- [EXERCISE]: From the entries below, copy every line holding the word "dark".

[Stored data entries]
_ _ _

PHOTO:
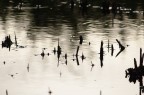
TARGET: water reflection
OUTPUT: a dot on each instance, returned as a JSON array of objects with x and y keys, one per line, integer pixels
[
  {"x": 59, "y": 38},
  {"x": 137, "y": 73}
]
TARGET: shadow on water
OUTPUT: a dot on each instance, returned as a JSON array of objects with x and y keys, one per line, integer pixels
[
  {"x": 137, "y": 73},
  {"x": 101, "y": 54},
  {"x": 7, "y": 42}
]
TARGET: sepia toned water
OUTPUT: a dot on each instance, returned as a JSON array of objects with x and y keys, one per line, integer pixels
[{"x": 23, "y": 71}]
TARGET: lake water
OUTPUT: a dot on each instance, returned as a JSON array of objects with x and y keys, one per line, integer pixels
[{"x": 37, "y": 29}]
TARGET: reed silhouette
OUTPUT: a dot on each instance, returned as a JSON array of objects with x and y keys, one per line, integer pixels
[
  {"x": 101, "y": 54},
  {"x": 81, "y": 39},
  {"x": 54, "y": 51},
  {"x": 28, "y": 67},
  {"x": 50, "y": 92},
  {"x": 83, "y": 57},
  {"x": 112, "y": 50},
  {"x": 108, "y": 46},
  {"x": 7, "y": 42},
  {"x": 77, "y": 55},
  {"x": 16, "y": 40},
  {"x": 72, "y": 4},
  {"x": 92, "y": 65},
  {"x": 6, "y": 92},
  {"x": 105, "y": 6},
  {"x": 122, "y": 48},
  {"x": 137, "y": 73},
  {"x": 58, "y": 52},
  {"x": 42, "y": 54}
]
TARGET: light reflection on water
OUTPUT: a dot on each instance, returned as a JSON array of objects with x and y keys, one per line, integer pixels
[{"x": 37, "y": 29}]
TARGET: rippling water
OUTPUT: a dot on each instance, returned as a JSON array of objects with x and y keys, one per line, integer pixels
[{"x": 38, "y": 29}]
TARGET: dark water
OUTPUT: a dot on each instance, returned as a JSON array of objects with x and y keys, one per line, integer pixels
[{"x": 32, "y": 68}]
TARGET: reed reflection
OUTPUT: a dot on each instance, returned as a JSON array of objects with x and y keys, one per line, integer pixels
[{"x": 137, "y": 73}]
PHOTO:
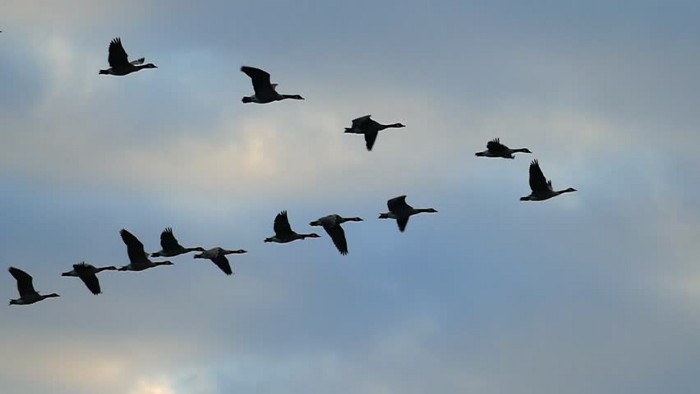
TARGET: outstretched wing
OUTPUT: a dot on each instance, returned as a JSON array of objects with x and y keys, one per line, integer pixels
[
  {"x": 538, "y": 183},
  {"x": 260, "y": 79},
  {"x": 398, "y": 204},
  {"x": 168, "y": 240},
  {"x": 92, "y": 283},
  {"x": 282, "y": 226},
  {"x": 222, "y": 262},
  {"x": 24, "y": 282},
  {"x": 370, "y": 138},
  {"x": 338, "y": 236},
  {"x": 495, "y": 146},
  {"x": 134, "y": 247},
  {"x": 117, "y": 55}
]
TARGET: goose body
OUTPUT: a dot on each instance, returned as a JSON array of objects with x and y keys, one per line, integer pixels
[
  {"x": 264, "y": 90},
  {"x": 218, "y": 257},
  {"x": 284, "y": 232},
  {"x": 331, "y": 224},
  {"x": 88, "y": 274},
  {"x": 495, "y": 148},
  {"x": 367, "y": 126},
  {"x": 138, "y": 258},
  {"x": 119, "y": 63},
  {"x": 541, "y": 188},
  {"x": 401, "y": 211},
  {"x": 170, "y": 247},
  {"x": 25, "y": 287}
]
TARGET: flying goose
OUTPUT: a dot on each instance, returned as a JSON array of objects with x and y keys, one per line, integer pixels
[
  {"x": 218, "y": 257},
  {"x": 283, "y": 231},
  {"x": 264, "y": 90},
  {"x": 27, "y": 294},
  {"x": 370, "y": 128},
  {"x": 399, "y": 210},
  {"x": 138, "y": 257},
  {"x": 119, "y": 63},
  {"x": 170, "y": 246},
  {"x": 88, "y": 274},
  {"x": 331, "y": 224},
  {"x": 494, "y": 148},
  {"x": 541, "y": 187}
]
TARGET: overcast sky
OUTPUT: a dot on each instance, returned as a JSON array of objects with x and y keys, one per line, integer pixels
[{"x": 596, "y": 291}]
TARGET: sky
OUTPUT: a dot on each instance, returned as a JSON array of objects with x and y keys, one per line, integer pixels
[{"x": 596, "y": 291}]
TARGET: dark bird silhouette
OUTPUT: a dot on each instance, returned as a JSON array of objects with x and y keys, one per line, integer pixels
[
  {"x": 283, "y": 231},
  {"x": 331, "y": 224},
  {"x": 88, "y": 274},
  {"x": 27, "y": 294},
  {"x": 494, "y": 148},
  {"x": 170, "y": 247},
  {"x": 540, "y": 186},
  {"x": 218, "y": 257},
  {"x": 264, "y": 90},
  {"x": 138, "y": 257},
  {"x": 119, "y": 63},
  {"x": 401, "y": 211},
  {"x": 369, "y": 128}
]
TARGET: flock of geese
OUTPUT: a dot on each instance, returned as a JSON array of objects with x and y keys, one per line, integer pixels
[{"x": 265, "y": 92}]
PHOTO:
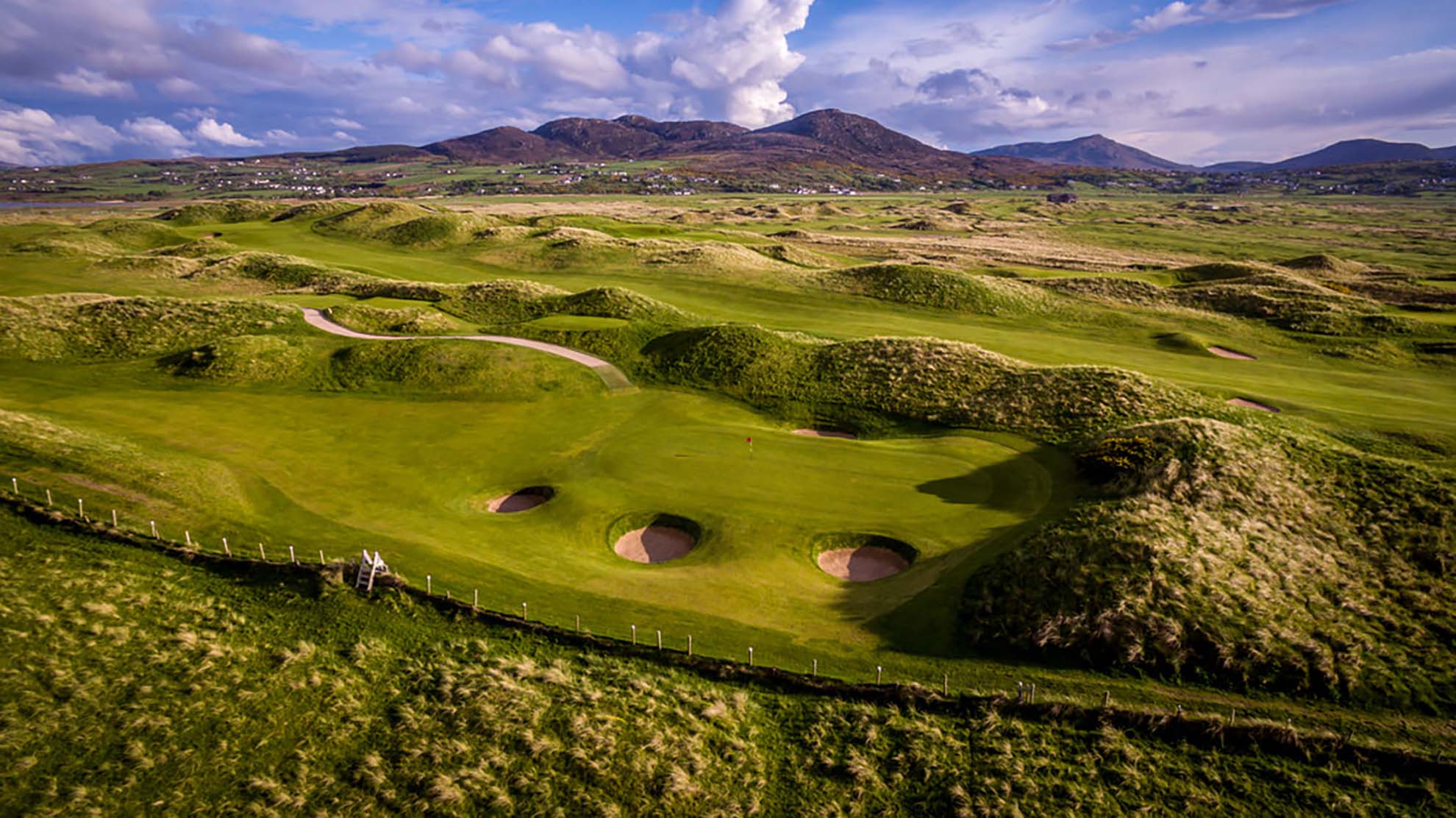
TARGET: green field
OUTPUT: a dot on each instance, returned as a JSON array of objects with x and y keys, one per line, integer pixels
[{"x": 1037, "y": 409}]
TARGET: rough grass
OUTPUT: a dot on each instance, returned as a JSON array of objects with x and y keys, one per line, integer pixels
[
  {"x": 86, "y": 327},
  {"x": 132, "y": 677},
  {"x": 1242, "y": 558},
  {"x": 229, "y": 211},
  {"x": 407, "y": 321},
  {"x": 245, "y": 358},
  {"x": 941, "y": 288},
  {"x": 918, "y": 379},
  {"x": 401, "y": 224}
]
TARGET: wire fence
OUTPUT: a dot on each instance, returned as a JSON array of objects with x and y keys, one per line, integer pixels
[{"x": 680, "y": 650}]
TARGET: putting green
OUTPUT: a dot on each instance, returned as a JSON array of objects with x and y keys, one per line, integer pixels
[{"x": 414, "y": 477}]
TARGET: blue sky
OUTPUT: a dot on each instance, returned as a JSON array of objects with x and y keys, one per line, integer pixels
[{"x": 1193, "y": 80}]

_ _ _

- [FINISHED EXERCISE]:
TARGET: dark water
TARGET: dark bird silhouette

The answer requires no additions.